··· Data ···

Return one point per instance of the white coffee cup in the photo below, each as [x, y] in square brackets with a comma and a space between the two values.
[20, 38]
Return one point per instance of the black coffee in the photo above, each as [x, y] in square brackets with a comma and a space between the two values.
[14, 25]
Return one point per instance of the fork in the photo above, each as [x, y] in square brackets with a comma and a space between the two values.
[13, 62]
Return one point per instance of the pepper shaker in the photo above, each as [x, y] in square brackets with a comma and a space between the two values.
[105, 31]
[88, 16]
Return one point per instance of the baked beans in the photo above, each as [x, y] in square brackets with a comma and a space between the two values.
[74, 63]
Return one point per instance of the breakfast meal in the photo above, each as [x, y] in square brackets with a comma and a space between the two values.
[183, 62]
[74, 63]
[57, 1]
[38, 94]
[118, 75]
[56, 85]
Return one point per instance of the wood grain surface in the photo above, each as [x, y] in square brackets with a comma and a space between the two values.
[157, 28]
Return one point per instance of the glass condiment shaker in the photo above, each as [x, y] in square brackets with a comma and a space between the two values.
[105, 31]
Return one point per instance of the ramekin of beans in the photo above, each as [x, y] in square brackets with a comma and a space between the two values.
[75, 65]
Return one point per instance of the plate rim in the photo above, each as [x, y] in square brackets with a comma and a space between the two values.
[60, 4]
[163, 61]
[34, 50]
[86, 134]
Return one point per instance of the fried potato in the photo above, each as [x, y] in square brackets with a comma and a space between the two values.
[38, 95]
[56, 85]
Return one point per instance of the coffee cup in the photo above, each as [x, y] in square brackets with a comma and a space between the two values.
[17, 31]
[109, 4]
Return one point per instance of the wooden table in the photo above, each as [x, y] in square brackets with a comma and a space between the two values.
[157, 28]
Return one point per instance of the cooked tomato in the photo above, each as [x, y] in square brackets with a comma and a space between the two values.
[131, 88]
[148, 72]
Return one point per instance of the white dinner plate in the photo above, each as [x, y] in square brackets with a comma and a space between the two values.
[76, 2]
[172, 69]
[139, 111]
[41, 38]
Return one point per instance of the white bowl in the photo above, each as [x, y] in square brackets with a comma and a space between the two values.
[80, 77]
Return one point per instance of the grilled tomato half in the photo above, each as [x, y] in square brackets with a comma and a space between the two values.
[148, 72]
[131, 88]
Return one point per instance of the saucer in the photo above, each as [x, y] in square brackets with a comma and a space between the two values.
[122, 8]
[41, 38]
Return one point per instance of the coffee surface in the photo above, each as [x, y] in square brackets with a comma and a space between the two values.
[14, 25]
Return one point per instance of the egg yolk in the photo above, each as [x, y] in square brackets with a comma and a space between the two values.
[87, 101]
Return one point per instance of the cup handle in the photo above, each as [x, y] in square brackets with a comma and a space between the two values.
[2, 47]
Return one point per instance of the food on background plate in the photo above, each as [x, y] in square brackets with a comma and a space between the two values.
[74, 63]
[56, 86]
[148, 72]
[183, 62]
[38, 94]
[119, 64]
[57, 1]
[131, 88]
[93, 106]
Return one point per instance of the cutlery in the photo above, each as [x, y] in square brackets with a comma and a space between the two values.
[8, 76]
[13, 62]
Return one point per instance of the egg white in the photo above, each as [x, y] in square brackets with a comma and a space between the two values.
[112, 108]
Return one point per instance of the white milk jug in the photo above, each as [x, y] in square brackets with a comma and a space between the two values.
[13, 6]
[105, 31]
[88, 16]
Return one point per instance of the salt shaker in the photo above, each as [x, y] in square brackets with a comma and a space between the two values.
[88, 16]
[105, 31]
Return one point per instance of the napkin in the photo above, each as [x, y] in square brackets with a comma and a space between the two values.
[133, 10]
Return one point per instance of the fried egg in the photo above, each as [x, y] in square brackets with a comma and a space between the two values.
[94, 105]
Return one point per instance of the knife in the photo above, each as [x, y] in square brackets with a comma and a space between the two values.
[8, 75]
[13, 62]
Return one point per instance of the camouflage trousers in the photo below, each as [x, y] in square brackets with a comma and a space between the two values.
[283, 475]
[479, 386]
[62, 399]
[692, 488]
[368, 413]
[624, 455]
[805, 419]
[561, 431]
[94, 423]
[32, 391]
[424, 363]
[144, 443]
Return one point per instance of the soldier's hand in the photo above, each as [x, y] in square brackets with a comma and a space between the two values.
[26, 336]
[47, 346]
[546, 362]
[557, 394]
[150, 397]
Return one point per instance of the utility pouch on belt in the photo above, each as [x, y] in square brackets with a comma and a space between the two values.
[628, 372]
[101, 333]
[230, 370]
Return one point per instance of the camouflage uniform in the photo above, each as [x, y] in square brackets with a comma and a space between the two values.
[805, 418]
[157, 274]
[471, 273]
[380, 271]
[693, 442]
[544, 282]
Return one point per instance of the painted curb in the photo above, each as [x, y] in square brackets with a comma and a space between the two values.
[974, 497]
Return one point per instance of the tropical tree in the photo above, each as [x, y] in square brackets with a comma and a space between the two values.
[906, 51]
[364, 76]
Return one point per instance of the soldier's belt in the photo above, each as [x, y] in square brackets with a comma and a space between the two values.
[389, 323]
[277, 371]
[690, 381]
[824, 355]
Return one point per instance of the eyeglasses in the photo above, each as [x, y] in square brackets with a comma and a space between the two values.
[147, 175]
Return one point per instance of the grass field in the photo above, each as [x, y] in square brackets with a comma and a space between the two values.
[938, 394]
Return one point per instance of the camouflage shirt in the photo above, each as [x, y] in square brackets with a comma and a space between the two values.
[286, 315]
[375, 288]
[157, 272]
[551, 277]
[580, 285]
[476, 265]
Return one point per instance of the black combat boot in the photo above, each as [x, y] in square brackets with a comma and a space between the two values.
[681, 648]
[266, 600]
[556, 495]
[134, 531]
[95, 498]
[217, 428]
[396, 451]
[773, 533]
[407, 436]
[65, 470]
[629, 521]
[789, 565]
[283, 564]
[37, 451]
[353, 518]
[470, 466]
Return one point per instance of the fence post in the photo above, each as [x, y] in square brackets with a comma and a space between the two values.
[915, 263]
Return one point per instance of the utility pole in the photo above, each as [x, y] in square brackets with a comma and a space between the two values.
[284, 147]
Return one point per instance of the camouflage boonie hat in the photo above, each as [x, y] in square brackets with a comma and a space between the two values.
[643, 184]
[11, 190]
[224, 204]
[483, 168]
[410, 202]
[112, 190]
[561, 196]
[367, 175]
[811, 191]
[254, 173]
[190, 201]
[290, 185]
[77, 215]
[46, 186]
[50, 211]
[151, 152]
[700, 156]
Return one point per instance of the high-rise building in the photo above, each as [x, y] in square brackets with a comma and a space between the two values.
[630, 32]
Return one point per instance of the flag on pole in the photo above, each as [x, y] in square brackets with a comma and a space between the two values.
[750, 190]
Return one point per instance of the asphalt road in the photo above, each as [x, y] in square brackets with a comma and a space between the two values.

···

▸ Given task:
Above are the records; copy exactly the lines from the one with "Return one point per instance of the fence" through the final line.

▸ Written answer:
Return one point per instance of the fence post in the photo above, each as [x, y] in square brackets with a comma and a space between the two values.
[915, 263]
Return one point per instance of the utility pole in the photo above, each as [x, y] in square brackets with a comma and a space between the two values.
[284, 147]
Return one point per instance of the camouflage boonie hat in the photo above, each as [x, y] in square brackets with a comma and a space between the two values.
[643, 184]
[11, 190]
[224, 204]
[483, 168]
[410, 202]
[112, 190]
[561, 196]
[367, 175]
[811, 191]
[254, 173]
[190, 201]
[290, 185]
[77, 215]
[46, 186]
[50, 211]
[151, 152]
[700, 156]
Return one point per instance of the high-rise building in the photo above, each as [x, y] in square brackets with a comma and a space between the two values.
[630, 32]
Return one point per instance of the flag on pole in the photo above, each as [x, y] in square brackets with a comma and a space between the two values.
[750, 190]
Return one point per instance of the asphalt road in the photo above, each as [x, y] in square brackets with a comma and a space between the two values.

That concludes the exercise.